# [Brief]
Pick out each line in the entries below that contains the word "gray" and copy those lines.

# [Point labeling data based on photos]
-.-.-
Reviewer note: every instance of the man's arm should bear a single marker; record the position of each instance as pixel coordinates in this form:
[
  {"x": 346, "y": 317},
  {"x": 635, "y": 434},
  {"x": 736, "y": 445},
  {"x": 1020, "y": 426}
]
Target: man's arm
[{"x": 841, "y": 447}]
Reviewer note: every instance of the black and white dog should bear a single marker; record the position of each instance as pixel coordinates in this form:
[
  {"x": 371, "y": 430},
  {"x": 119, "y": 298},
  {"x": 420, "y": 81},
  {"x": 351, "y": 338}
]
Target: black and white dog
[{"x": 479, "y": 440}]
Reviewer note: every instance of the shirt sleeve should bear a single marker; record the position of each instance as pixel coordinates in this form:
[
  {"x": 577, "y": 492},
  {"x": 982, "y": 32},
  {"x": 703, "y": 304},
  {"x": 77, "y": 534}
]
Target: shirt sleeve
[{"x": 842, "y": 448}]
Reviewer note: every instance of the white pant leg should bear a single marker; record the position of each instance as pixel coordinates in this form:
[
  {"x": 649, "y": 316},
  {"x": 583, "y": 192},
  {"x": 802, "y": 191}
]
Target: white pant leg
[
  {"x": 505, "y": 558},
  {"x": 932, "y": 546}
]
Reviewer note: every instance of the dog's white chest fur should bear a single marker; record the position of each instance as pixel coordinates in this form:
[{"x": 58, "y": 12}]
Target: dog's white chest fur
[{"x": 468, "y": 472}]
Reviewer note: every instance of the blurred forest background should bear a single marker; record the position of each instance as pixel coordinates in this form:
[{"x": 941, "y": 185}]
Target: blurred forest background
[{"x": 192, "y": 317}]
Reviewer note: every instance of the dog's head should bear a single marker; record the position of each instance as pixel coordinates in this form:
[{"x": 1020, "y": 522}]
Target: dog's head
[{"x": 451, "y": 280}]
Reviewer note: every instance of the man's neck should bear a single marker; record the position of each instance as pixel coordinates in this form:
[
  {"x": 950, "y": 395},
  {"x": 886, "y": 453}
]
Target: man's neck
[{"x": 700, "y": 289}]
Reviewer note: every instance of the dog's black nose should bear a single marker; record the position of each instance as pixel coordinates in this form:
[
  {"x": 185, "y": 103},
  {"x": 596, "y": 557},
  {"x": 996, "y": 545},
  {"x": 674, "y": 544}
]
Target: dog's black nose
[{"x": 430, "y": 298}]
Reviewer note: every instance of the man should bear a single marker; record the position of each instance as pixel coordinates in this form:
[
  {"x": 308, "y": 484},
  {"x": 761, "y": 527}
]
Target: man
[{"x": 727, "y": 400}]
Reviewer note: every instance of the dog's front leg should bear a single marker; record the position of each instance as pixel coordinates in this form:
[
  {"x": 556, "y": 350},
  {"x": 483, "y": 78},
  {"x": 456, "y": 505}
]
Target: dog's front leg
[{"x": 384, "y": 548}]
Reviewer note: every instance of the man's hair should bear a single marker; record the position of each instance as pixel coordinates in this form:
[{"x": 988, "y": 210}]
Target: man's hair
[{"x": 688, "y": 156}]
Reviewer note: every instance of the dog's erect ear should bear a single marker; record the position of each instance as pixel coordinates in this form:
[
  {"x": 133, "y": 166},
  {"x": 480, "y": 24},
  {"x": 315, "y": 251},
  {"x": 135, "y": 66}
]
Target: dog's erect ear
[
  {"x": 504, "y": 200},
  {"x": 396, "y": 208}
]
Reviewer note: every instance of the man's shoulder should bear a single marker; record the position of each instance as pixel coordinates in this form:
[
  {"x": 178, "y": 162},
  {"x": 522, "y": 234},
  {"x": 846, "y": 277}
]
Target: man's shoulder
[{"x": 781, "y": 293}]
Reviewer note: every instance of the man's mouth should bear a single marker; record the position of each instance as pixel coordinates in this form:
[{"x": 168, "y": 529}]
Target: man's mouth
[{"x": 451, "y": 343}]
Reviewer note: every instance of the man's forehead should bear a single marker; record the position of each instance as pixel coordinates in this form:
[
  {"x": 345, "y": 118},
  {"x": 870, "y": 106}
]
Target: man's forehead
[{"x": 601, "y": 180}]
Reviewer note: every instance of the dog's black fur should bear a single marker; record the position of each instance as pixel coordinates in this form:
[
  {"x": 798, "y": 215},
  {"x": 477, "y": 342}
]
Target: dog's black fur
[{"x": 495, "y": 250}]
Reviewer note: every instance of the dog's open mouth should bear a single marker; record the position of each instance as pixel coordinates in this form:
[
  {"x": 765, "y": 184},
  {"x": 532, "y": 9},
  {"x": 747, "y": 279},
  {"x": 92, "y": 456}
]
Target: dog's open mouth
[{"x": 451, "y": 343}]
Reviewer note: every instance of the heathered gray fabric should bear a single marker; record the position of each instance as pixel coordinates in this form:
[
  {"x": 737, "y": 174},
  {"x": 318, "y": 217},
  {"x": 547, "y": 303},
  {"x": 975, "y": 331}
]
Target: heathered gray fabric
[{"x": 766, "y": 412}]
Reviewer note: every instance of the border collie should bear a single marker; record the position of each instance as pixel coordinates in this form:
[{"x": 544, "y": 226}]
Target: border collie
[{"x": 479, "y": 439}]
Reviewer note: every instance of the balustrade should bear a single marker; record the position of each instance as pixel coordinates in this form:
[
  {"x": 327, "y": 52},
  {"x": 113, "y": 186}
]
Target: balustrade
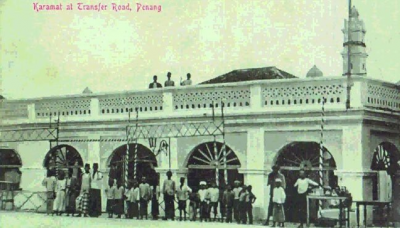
-.-.-
# [Answer for the task]
Reviewer note: every instance of the heathered gray fabric should bear a single marker; record the position of each instance as pixel coordinates in this form:
Target: heathered gray fabric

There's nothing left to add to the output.